### [PROBLEM TO SOLVE]
Copy the lines below word for word, from the first line through the line that contains "[[[104,42],[100,38],[94,38],[90,42],[90,48],[97,45],[103,45]]]", including both ends, and leave the pictures out of your answer.

(Contour annotation records)
——————————
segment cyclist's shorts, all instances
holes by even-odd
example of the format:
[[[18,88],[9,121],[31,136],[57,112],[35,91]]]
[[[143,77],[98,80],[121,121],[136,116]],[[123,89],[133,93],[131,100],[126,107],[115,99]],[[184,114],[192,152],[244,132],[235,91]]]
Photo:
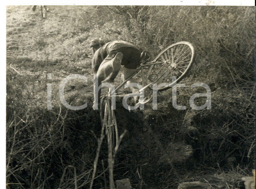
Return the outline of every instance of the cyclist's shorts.
[[[104,59],[110,60],[114,58],[118,52],[123,53],[123,56],[121,64],[128,69],[136,69],[140,63],[140,52],[135,48],[122,47],[111,50]]]

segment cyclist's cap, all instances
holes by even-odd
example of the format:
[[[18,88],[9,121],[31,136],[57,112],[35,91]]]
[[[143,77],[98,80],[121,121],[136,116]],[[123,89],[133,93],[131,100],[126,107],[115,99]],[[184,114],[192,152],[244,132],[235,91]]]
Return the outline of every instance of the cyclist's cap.
[[[104,42],[100,38],[94,38],[90,42],[90,48],[97,45],[103,45]]]

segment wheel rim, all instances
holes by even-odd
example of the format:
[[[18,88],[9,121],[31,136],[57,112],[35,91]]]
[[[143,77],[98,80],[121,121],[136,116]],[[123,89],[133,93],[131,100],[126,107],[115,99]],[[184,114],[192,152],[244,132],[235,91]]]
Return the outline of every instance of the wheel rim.
[[[159,63],[149,68],[147,83],[153,82],[158,85],[165,83],[159,91],[171,87],[182,78],[189,69],[194,54],[194,48],[188,42],[181,42],[169,46],[154,60],[153,63]],[[173,76],[175,77],[173,78]]]

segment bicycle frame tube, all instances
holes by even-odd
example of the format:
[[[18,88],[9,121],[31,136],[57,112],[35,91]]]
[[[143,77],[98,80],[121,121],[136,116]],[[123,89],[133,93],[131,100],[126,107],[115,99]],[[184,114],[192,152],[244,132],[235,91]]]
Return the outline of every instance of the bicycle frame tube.
[[[139,66],[139,67],[137,68],[137,69],[133,73],[132,75],[131,75],[131,76],[129,77],[128,78],[127,78],[126,80],[125,80],[124,81],[123,81],[122,83],[121,83],[117,87],[117,88],[116,89],[116,90],[115,90],[114,91],[112,92],[111,93],[110,93],[109,94],[110,96],[113,95],[114,94],[114,92],[116,92],[116,91],[117,91],[119,89],[120,89],[120,88],[121,88],[123,86],[124,86],[125,83],[126,83],[126,82],[127,82],[128,81],[129,81],[130,79],[131,78],[132,78],[134,75],[136,75],[137,73],[138,73],[141,70],[142,71],[141,72],[142,73],[142,84],[144,85],[145,83],[144,83],[144,74],[143,73],[143,67],[145,66],[151,66],[152,65],[154,65],[154,64],[161,64],[162,63],[164,63],[164,62],[154,62],[153,63],[151,63],[152,62],[149,62],[149,64],[141,64]]]

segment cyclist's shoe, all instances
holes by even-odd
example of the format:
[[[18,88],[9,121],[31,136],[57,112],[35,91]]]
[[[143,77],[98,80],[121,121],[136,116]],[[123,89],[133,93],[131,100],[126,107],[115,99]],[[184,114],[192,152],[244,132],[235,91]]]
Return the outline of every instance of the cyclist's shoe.
[[[98,103],[94,103],[92,106],[93,109],[94,111],[98,112],[99,111],[99,104]]]
[[[135,90],[134,90],[133,92],[133,93],[139,93],[139,90],[138,89],[136,89]],[[139,96],[134,96],[133,97],[133,98],[134,98],[134,102],[135,104],[136,104],[139,101]]]
[[[114,71],[118,71],[121,67],[121,62],[123,59],[123,55],[121,52],[118,52],[116,55],[116,56],[113,59],[112,67]]]

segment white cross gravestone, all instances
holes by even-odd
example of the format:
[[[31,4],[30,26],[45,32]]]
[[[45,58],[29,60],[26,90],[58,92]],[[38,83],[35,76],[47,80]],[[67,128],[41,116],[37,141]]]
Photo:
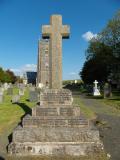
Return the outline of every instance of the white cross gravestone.
[[[100,94],[100,91],[97,87],[98,81],[95,80],[95,82],[93,82],[93,83],[95,84],[95,86],[93,87],[93,95],[94,96],[100,96],[101,94]]]

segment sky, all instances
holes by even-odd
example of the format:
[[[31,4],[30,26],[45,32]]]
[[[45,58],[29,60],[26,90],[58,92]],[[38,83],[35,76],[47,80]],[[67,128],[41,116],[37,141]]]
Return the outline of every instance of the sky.
[[[0,66],[19,75],[35,70],[41,26],[61,14],[70,25],[63,40],[63,79],[79,79],[89,40],[120,9],[120,0],[0,0]]]

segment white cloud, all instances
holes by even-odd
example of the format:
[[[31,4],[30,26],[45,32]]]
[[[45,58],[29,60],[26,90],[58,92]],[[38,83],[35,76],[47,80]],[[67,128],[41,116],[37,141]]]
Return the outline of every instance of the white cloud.
[[[22,76],[23,73],[26,71],[37,71],[37,65],[36,64],[25,64],[24,66],[20,68],[11,68],[11,71],[15,73],[15,75]]]
[[[70,72],[69,75],[76,75],[76,72]]]
[[[82,35],[82,38],[86,41],[90,41],[92,38],[96,38],[97,34],[92,33],[91,31],[88,31]]]
[[[26,64],[23,67],[21,67],[22,71],[36,71],[37,65],[36,64]]]

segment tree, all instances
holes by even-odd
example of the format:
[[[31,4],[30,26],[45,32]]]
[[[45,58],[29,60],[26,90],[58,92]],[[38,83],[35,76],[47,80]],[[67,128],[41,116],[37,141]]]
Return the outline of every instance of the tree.
[[[95,79],[101,82],[108,78],[112,80],[113,77],[120,77],[115,76],[116,73],[120,74],[116,65],[120,65],[120,11],[89,42],[86,62],[80,75],[85,83],[92,83]]]
[[[11,83],[15,83],[17,78],[14,75],[14,73],[12,71],[10,71],[9,69],[6,71],[6,76],[7,76],[7,80],[10,81]]]

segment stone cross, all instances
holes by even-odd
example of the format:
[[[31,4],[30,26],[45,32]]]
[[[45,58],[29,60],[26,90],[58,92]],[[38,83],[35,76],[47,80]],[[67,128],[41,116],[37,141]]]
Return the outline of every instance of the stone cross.
[[[70,27],[62,25],[61,15],[52,15],[50,25],[42,26],[42,37],[50,38],[50,88],[62,88],[62,38],[68,38]]]
[[[95,89],[97,89],[98,81],[97,81],[97,80],[95,80],[94,84],[95,84]]]

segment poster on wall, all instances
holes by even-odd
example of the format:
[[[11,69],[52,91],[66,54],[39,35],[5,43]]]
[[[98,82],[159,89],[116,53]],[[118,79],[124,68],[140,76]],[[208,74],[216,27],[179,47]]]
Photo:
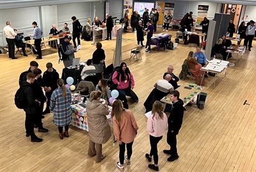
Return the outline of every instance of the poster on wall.
[[[156,8],[157,10],[159,13],[159,17],[157,21],[157,26],[162,26],[163,21],[164,19],[164,5],[165,3],[162,1],[156,1]]]
[[[197,10],[198,12],[197,13],[196,24],[200,24],[204,20],[204,18],[207,17],[209,5],[199,4]]]
[[[132,0],[125,0],[124,1],[124,14],[126,10],[129,10],[128,19],[131,19],[131,16],[132,14]]]
[[[146,3],[146,2],[134,2],[134,11],[138,11],[141,17],[143,15],[145,8],[147,8],[149,10],[149,12],[151,11],[152,8],[154,8],[154,3]]]

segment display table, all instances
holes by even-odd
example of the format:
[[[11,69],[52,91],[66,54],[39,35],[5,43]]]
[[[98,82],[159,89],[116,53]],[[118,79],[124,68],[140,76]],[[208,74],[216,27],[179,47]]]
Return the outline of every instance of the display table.
[[[158,34],[152,37],[151,38],[151,45],[156,45],[156,51],[158,51],[160,48],[160,44],[163,42],[168,42],[172,39],[172,35],[170,34]],[[165,46],[164,47],[164,50],[165,49]]]

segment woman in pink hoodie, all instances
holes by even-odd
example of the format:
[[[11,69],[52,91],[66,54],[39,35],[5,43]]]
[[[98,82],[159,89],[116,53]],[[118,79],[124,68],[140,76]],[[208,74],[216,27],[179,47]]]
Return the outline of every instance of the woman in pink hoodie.
[[[147,123],[151,149],[150,153],[146,153],[145,156],[148,162],[151,162],[152,157],[154,157],[154,164],[148,164],[148,168],[158,171],[157,143],[163,138],[163,135],[168,128],[168,119],[166,114],[163,112],[162,104],[157,100],[153,104],[152,114]]]

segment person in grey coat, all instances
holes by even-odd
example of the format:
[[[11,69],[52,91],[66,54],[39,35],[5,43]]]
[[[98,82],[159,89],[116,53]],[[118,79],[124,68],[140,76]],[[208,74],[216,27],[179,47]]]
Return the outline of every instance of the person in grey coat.
[[[76,52],[76,48],[72,47],[70,41],[72,38],[70,36],[65,36],[64,40],[61,42],[61,51],[64,53],[63,54],[62,60],[65,68],[72,66],[73,59],[75,58],[74,52]]]

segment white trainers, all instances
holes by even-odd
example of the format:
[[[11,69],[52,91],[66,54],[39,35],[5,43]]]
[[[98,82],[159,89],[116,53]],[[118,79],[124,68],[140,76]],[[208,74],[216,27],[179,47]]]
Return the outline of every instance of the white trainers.
[[[120,162],[116,162],[116,167],[118,167],[121,171],[124,170],[124,166],[121,166],[121,164],[120,163]]]

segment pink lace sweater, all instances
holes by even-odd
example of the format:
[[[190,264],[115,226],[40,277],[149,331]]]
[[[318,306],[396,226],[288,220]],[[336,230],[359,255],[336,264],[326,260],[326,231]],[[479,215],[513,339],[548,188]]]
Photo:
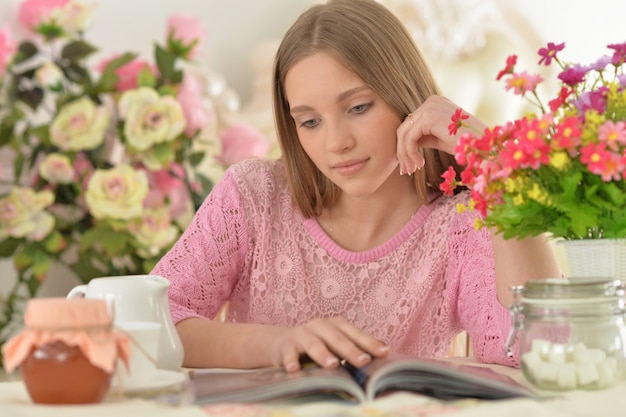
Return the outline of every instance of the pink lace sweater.
[[[174,322],[214,317],[297,326],[343,316],[392,350],[443,357],[467,330],[476,358],[504,354],[508,310],[496,299],[492,246],[458,214],[467,195],[423,205],[388,242],[364,252],[335,244],[292,204],[283,164],[231,166],[152,273],[171,281]]]

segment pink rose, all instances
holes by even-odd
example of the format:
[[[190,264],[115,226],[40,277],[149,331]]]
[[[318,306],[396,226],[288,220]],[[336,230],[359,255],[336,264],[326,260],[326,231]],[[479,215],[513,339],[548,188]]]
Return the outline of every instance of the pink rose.
[[[199,19],[177,13],[167,20],[167,44],[179,43],[183,48],[191,48],[185,56],[195,59],[204,44],[206,29]],[[195,44],[194,44],[195,42]]]
[[[17,43],[11,38],[9,28],[5,27],[0,30],[0,78],[6,72],[11,59],[17,51]]]
[[[52,11],[65,6],[70,0],[25,0],[18,10],[17,19],[30,32],[51,20]]]
[[[178,102],[185,115],[185,134],[195,135],[213,120],[213,113],[207,109],[202,97],[203,85],[194,75],[185,73],[178,92]]]
[[[222,153],[217,160],[232,165],[248,158],[263,158],[270,149],[265,135],[247,125],[233,125],[220,135]]]
[[[174,172],[174,175],[170,173]],[[170,215],[177,218],[185,213],[191,203],[187,187],[181,178],[185,178],[185,170],[179,164],[170,165],[169,170],[160,171],[146,170],[148,183],[150,184],[148,195],[143,201],[144,207],[159,208],[166,201],[170,204]]]
[[[97,65],[96,69],[100,72],[104,71],[106,66],[113,59],[117,58],[119,54],[114,54],[110,58],[102,60],[100,64]],[[158,76],[159,71],[157,70],[155,65],[150,64],[147,61],[143,61],[141,59],[133,59],[126,65],[122,65],[119,67],[115,74],[118,76],[117,83],[115,83],[115,89],[119,92],[124,92],[126,90],[134,90],[139,85],[137,84],[137,78],[139,77],[139,73],[144,69],[148,68],[152,74]]]

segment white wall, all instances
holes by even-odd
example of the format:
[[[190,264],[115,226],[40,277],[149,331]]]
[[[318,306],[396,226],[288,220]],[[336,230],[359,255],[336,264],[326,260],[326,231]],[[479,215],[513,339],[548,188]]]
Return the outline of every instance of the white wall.
[[[250,97],[252,89],[250,59],[254,46],[264,40],[280,38],[300,12],[318,2],[318,0],[84,1],[97,7],[87,37],[101,48],[102,56],[108,56],[112,52],[133,50],[149,58],[152,42],[163,39],[165,23],[171,13],[182,12],[199,17],[206,23],[208,30],[208,40],[203,51],[205,57],[203,67],[222,74],[227,83],[239,93],[244,103]],[[386,3],[409,1],[387,0]],[[458,1],[456,4],[460,5],[471,0],[445,1],[449,4]],[[530,36],[524,38],[523,35],[517,44],[502,43],[485,61],[473,63],[433,61],[436,77],[445,81],[442,83],[444,92],[464,107],[466,106],[464,102],[469,102],[466,108],[471,108],[473,104],[471,100],[476,97],[483,99],[488,97],[490,111],[501,110],[505,103],[504,99],[493,99],[487,94],[491,94],[494,89],[503,90],[500,84],[495,86],[493,78],[503,67],[506,56],[518,53],[516,48],[524,41],[528,44],[525,47],[530,50],[531,59],[537,58],[534,55],[535,51],[548,41],[557,43],[565,41],[567,49],[563,57],[582,63],[591,62],[604,54],[606,44],[626,41],[626,31],[622,29],[626,14],[626,2],[623,0],[595,0],[592,3],[571,0],[500,1],[507,7],[515,8],[519,13],[517,18],[513,16],[513,21],[505,24],[528,26],[537,32],[539,40],[536,42],[534,38]],[[9,25],[15,30],[18,29],[16,15],[19,3],[20,0],[0,0],[0,27]],[[591,4],[597,11],[591,10]],[[530,71],[534,69],[535,67],[529,68]],[[494,85],[492,86],[490,82]],[[0,291],[10,285],[11,275],[8,262],[0,261]],[[71,282],[65,285],[71,285]],[[61,293],[65,290],[65,287],[56,289]],[[55,289],[52,288],[47,292],[54,294]]]
[[[279,38],[289,24],[318,0],[84,0],[96,5],[88,38],[103,55],[134,50],[149,56],[152,41],[162,39],[167,17],[173,12],[193,14],[207,26],[204,65],[225,75],[245,101],[251,90],[250,54],[254,45]],[[406,2],[406,0],[397,0]],[[435,0],[432,0],[435,1]],[[469,0],[458,0],[459,3]],[[626,41],[623,0],[500,0],[519,10],[547,41],[567,43],[565,57],[591,61],[607,43]],[[453,3],[454,0],[448,1]],[[17,28],[20,0],[0,0],[0,27]],[[591,10],[590,4],[597,7]],[[539,45],[541,46],[541,45]],[[511,53],[516,51],[511,50]],[[486,68],[497,71],[498,68]]]

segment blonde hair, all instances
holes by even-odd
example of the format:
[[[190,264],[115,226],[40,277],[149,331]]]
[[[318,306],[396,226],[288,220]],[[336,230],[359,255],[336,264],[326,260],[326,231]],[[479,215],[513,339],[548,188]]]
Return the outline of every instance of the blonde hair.
[[[274,116],[293,198],[305,217],[319,216],[340,194],[304,152],[285,94],[285,76],[299,60],[331,54],[358,75],[401,118],[439,89],[402,22],[375,0],[330,0],[305,11],[287,31],[274,61]],[[421,200],[441,195],[441,174],[454,157],[422,149],[426,165],[415,173]],[[457,169],[457,172],[460,172]]]

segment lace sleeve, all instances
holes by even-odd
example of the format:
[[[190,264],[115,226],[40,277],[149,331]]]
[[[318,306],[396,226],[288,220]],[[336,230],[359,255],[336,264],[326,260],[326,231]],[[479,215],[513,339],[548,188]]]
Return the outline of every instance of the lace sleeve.
[[[247,252],[243,214],[241,195],[227,171],[152,270],[171,282],[174,323],[190,317],[213,318],[228,299]]]
[[[451,230],[453,280],[457,281],[457,314],[470,335],[474,356],[485,363],[519,366],[504,348],[511,326],[509,311],[497,298],[493,246],[487,229],[475,230],[475,212],[458,216]]]

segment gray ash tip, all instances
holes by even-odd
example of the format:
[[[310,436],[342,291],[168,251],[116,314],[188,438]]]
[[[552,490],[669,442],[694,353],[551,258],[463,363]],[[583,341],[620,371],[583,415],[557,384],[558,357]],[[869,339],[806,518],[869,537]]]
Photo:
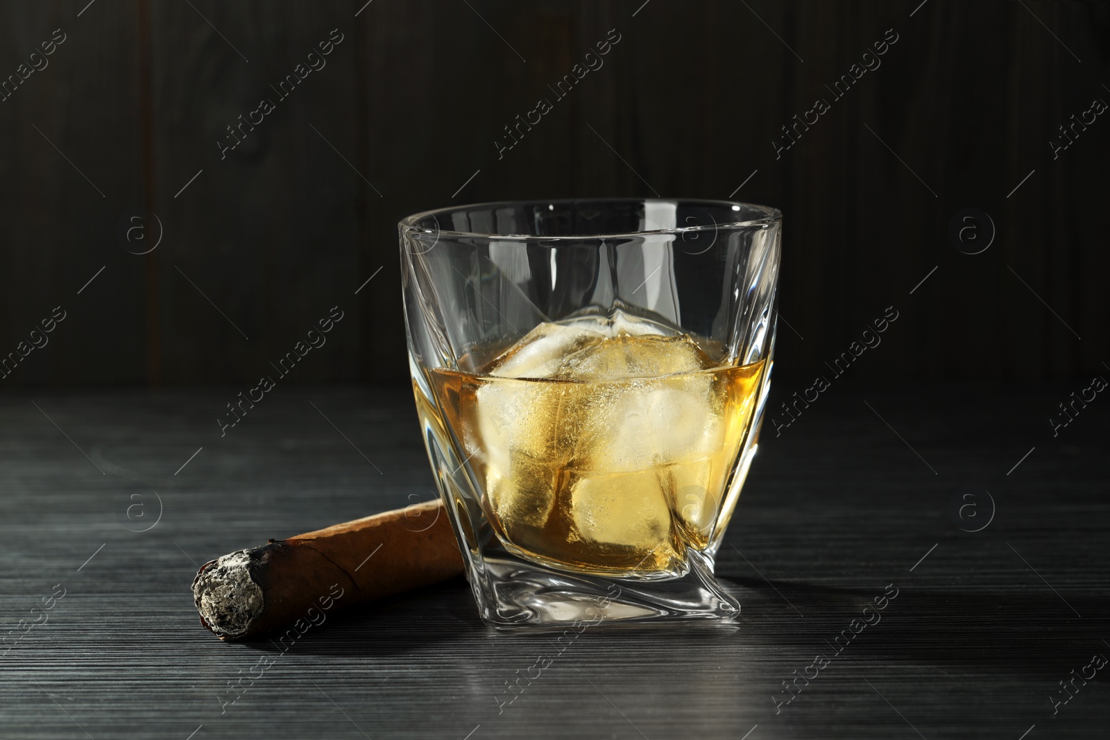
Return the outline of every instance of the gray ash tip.
[[[245,635],[262,614],[262,587],[251,578],[250,553],[236,550],[205,564],[193,580],[201,620],[221,638]]]

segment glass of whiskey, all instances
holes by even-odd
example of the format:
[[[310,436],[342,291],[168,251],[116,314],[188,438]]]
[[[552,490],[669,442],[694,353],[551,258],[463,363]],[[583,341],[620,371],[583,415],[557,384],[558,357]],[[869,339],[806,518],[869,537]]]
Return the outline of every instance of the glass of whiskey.
[[[714,557],[763,420],[780,231],[665,199],[398,224],[417,415],[487,625],[736,619]]]

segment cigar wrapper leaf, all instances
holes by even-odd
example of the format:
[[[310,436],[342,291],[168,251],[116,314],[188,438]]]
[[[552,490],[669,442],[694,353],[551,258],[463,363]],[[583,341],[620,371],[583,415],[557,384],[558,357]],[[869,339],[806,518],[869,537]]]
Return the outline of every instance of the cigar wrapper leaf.
[[[193,601],[201,625],[240,640],[462,571],[450,516],[435,500],[210,560],[193,579]]]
——————————
### [THE ANSWER]
segment cyclist's shorts, all instances
holes by even-odd
example of the format:
[[[18,88],[9,121],[31,136],[57,112],[35,91]]]
[[[143,77],[98,80],[121,121],[136,116]],[[123,89],[133,93],[131,100],[126,107],[115,99]],[[184,114],[192,152],[244,132],[235,91]]]
Photo:
Return the outline of every instance of the cyclist's shorts.
[[[104,59],[110,60],[114,58],[118,52],[123,53],[123,56],[121,64],[128,69],[136,69],[140,63],[140,52],[135,48],[122,47],[111,50]]]

segment cyclist's cap, all instances
holes by even-odd
example of the format:
[[[18,88],[9,121],[31,136],[57,112],[35,91]]]
[[[143,77],[98,80],[121,121],[136,116]],[[123,89],[133,93],[131,100],[126,107],[115,99]],[[184,114],[192,152],[244,132],[235,91]]]
Return the outline of every instance of the cyclist's cap.
[[[104,42],[100,38],[94,38],[90,42],[90,48],[97,45],[103,45]]]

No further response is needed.